### EXERCISE
What lines of the data below include the word "dense"? Report them by copying each.

● ● ● ● ●

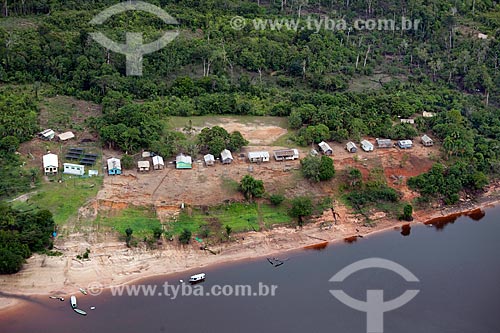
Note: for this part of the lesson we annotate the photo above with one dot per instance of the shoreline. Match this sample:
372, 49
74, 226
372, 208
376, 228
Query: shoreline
150, 264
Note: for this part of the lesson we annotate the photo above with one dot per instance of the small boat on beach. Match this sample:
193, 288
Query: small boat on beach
81, 312
73, 302
57, 297
197, 278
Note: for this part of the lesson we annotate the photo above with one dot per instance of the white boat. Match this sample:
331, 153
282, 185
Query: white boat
197, 278
83, 313
73, 302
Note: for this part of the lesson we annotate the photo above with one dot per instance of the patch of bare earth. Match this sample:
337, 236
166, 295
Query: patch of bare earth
257, 133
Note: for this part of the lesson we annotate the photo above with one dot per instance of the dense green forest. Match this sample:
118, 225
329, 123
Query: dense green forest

● ● ● ● ●

### RESPONSE TO THE TASK
Note: for this part of the lesson we annotate the photo above with one dot per instance of the dense green forest. Match this sample:
Query: dense green forest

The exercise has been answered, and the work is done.